- Challenge
Revise the data from the line containing "Rules: place one point on every instance of the bokeh" down to the end of the data, replacing every "thin twig" with "slender twig". Reproduce those lines with nothing else changed.

- Records from a data collection
- - -
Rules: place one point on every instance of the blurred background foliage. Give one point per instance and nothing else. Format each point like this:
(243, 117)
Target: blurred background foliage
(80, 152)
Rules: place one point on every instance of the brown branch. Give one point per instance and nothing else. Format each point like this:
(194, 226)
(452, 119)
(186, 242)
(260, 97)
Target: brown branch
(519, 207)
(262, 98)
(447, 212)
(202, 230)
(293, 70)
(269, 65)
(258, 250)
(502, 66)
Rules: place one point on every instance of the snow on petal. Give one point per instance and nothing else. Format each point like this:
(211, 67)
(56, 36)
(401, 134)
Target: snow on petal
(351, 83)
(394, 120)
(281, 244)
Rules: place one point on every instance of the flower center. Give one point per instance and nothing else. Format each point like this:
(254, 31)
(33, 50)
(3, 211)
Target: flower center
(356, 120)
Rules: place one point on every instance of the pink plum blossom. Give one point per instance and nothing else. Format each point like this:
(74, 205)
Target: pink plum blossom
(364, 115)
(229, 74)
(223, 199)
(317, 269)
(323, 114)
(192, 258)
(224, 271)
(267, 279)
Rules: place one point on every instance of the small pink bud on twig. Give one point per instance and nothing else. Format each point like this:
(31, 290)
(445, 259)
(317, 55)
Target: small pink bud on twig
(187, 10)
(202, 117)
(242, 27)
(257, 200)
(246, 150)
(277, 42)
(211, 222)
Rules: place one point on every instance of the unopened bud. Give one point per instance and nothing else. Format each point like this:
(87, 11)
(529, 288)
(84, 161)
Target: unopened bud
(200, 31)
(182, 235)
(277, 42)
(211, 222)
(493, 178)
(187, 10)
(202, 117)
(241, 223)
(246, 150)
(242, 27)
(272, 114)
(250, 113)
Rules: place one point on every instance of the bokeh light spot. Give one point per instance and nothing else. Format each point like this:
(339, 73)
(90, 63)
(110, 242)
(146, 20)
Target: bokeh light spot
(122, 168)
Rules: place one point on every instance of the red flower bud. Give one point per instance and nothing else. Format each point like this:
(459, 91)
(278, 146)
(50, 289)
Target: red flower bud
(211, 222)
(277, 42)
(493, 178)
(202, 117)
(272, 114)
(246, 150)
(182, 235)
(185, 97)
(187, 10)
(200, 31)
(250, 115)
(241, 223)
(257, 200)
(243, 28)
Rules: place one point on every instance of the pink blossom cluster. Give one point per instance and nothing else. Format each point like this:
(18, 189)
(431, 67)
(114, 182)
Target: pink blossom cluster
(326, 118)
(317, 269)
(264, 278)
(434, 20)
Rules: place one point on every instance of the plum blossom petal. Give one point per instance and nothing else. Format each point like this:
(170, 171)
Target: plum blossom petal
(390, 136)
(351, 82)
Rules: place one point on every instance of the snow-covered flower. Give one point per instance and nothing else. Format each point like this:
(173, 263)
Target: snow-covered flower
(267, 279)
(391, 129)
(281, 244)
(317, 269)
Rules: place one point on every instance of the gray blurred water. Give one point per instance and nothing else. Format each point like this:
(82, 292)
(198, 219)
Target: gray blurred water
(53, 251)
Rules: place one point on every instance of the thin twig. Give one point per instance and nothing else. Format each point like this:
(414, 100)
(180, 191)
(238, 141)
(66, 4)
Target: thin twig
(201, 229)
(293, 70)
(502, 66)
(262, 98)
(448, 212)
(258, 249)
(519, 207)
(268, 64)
- - -
- Task response
Rules: place one point on every instance of the bokeh light spot. Give one point per instance and nothing else. Format each point like this:
(339, 73)
(90, 63)
(110, 242)
(146, 20)
Target: bokeh light spot
(122, 168)
Rules: place one point on every instance of the red flower bud. Give one point per instance and nothing else. Format each point like this:
(459, 91)
(278, 146)
(50, 289)
Target: red flower bud
(211, 222)
(277, 42)
(493, 178)
(202, 117)
(272, 114)
(246, 150)
(182, 235)
(185, 97)
(187, 10)
(200, 31)
(250, 115)
(241, 223)
(257, 200)
(243, 28)
Rules: place one point on every instance of the pink blossom cluster. Give one point per instance and nothing else. Format each point like this:
(18, 189)
(431, 67)
(114, 182)
Target: pink blossom cluster
(326, 118)
(317, 269)
(264, 278)
(434, 20)
Rules: place one point on every instance of the plum blossom petal. Give one point per instance and nothing else. Format each point like this:
(170, 171)
Target: plum blossom petal
(390, 136)
(351, 82)
Rules: place one point on every instance of the snow-covered flower. Give one point per instance and nothing else. Format each point like this:
(173, 263)
Target: snow-covered flower
(267, 279)
(391, 129)
(281, 244)
(317, 269)
Rules: place one point on every instance of the gray blurred water. Give one point per instance and nothing else. Format each point like this:
(82, 292)
(198, 219)
Target: gray blurred water
(53, 251)
Rules: place one point on every instance of the slender twig. Give one point per instance and nothing else. Format each point like this:
(414, 100)
(180, 191)
(238, 141)
(66, 4)
Target: slender twig
(201, 229)
(293, 70)
(502, 66)
(262, 98)
(448, 212)
(258, 249)
(519, 207)
(268, 64)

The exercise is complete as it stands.